Task description
For each line in the data below that holds "shorts", return a copy.

Records drawn from a dataset
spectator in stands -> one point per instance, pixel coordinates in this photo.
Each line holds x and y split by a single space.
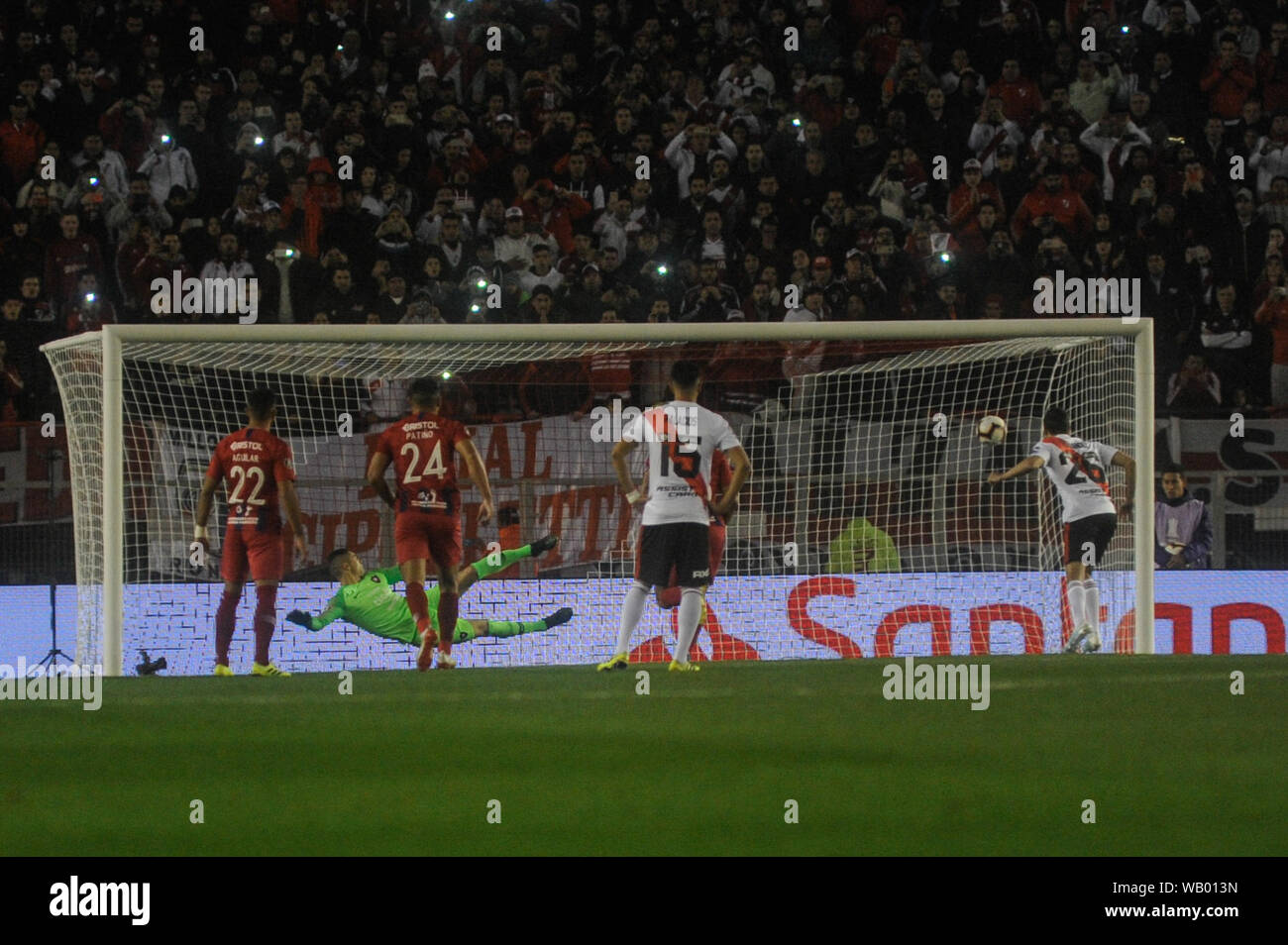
1194 385
21 141
1183 524
343 303
1050 205
1228 80
1273 313
167 165
68 257
1225 332
13 387
964 202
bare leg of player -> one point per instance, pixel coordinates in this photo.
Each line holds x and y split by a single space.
266 618
1074 572
413 576
1091 606
465 578
226 619
449 609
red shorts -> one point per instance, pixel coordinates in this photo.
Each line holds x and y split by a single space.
265 554
432 537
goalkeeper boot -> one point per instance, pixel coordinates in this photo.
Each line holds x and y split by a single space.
1076 640
619 661
428 641
542 545
267 670
559 617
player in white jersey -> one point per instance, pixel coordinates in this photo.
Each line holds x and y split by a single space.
1078 469
681 437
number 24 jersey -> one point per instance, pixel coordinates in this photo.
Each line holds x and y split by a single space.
423 451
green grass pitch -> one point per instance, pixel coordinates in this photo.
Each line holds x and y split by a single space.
704 764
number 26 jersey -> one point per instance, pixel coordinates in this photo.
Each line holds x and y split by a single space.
1078 469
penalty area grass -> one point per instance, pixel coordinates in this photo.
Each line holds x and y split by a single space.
572 761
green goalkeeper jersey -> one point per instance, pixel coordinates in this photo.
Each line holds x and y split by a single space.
373 604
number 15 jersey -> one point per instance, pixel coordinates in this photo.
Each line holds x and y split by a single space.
681 438
423 451
1078 471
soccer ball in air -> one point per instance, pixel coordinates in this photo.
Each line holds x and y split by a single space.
992 430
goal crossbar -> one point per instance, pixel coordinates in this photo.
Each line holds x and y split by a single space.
545 340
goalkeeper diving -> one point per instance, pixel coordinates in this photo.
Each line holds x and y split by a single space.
368 600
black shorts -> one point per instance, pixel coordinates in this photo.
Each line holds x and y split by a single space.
1096 531
681 545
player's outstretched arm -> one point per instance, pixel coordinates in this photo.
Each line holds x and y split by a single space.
1128 464
304 619
478 473
1026 465
623 475
741 467
291 499
376 477
204 503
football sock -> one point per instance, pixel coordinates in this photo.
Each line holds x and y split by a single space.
669 597
483 568
1076 597
226 622
417 602
1091 602
632 608
514 627
266 621
449 609
691 609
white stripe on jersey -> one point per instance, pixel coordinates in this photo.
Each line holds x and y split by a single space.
1081 494
697 430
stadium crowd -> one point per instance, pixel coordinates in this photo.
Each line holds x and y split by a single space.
385 161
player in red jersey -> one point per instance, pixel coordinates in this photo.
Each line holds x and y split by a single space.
428 525
257 465
669 596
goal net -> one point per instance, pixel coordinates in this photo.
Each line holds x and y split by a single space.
867 527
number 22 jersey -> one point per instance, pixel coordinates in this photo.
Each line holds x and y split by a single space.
253 461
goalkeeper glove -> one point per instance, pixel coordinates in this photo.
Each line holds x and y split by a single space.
300 618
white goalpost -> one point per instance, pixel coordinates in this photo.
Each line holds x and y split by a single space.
866 531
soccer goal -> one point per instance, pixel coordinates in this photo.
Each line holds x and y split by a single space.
867 529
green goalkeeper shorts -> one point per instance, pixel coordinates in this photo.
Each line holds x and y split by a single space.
464 634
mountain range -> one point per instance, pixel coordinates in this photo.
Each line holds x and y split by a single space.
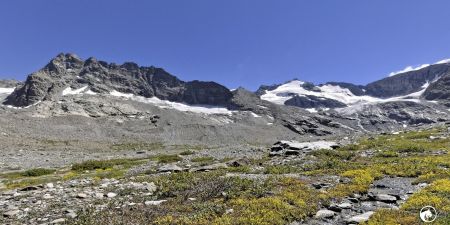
95 90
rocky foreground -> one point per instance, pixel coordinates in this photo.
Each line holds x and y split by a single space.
377 180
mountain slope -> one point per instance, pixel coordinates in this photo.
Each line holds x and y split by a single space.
68 71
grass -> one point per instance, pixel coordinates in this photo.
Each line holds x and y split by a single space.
37 172
187 152
105 164
163 158
205 160
273 201
279 200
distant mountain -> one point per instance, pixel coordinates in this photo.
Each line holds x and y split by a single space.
69 71
170 109
429 83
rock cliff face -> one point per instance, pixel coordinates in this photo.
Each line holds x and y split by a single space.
439 90
68 70
310 101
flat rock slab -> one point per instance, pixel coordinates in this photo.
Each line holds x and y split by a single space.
360 218
325 213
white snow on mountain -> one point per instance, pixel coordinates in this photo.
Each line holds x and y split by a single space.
173 105
286 91
414 68
70 91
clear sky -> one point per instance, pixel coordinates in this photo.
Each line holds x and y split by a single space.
234 42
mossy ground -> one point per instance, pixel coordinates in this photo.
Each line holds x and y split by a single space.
222 199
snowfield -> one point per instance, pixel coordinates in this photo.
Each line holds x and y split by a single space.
174 105
286 91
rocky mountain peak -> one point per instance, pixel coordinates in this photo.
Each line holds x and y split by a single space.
69 71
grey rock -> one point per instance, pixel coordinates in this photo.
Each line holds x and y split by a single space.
150 203
58 221
360 218
68 70
111 195
170 168
82 195
310 101
325 213
11 213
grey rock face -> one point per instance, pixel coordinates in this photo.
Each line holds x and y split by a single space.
360 218
324 213
439 90
357 90
406 83
68 70
9 83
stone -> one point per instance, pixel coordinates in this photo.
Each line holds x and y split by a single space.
30 188
71 215
47 196
360 218
99 195
148 203
324 214
215 166
385 198
11 213
345 205
57 221
82 195
111 195
170 168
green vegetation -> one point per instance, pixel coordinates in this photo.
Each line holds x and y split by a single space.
187 152
166 158
273 201
216 197
205 160
37 172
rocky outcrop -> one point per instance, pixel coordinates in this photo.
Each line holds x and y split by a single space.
406 83
9 83
357 90
310 101
68 70
439 90
287 148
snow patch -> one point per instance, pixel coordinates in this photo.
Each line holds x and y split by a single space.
174 105
311 110
285 92
311 145
414 68
409 69
26 107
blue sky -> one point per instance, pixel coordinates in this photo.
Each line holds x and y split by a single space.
234 42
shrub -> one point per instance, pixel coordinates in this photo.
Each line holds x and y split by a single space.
203 160
104 164
167 158
37 172
187 152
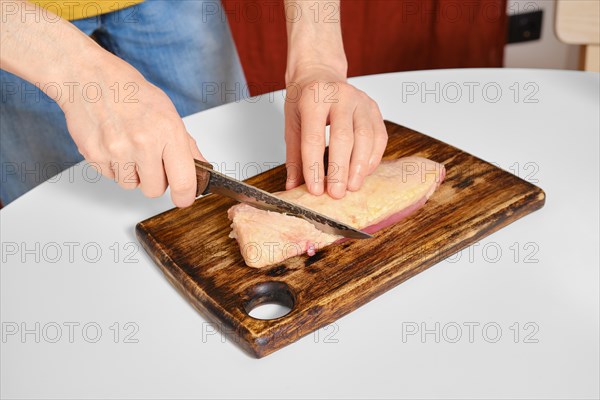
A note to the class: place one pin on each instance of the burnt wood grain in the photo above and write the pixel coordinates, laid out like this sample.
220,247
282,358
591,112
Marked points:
191,246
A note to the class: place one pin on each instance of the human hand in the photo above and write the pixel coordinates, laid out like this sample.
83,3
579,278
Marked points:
137,138
318,96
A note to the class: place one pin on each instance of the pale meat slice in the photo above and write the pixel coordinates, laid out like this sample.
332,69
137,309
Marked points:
394,190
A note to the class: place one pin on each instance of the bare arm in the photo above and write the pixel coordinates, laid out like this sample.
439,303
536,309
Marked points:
141,142
317,70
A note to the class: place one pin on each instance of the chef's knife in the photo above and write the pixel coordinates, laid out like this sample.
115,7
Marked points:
211,181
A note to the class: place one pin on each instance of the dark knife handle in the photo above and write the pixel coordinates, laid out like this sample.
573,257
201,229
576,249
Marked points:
202,176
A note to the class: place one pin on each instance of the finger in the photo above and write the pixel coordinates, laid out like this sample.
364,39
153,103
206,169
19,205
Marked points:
312,132
126,174
341,142
379,140
181,172
102,169
153,181
293,155
363,146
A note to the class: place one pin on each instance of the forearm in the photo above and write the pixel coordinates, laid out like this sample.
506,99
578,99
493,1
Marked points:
42,48
314,37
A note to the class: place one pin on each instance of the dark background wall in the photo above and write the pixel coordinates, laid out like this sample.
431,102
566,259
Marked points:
379,36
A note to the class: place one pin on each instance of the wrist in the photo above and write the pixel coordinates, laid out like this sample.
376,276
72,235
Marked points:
336,68
95,76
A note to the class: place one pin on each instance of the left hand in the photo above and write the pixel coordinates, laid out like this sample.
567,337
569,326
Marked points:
318,96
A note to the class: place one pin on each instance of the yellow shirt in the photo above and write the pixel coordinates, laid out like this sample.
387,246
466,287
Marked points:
73,9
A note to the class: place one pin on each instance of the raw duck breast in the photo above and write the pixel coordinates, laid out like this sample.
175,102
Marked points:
394,190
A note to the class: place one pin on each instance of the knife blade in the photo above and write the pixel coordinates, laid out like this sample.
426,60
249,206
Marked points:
211,181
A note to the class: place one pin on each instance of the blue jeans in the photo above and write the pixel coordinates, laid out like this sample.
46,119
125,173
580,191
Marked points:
183,47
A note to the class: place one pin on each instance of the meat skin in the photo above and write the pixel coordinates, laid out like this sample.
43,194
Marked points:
396,189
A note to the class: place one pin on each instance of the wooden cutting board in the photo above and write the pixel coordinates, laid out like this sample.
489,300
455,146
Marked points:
193,249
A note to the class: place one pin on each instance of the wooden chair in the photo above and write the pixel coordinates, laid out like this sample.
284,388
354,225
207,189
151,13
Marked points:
578,22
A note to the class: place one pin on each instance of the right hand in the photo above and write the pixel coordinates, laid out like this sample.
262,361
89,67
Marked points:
133,134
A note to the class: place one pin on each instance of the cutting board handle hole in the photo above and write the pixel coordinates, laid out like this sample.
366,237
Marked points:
269,300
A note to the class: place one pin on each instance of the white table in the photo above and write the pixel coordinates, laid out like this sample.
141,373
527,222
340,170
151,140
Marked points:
536,280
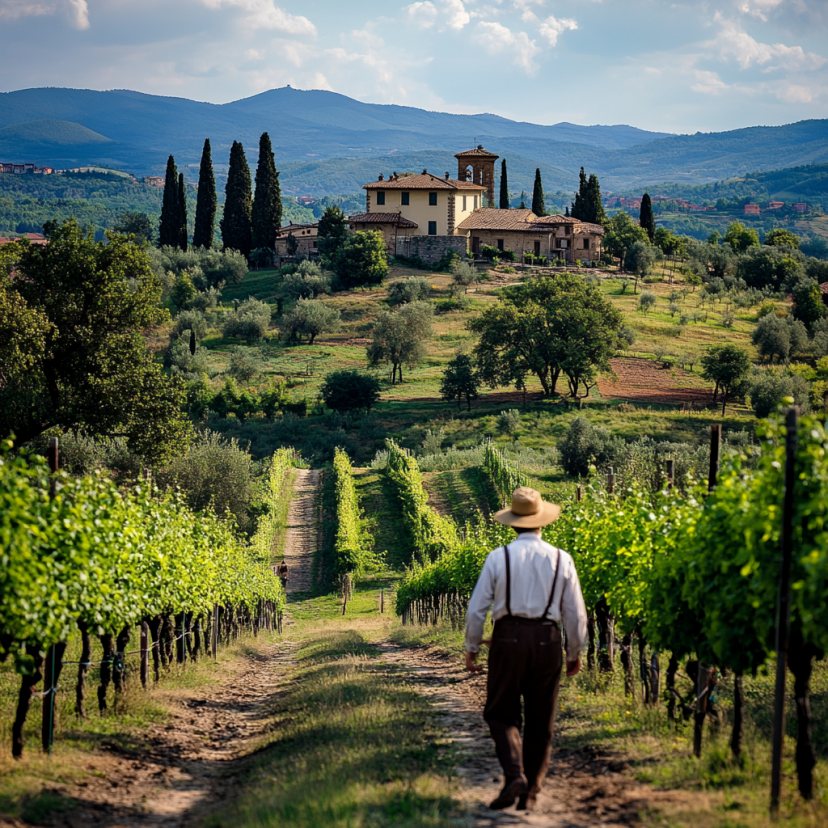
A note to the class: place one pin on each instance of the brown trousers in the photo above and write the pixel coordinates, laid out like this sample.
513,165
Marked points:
525,661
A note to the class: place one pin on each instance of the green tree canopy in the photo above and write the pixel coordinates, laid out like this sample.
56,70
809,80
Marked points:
350,391
808,305
205,218
621,234
332,232
460,381
740,238
89,367
547,326
779,237
169,228
400,337
135,224
267,202
362,260
646,219
236,228
728,367
309,318
182,212
538,204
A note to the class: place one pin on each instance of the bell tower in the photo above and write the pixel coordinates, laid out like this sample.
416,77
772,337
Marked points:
477,166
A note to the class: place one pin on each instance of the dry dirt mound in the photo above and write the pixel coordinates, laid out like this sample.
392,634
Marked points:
644,381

Your solution
red shorts -> one point per instance, pixel coordinates in this photo.
black shorts -> one point per instance, pixel coordinates in this photo.
green goalkeeper shorts -> one point per instance, pixel coordinates in this photo.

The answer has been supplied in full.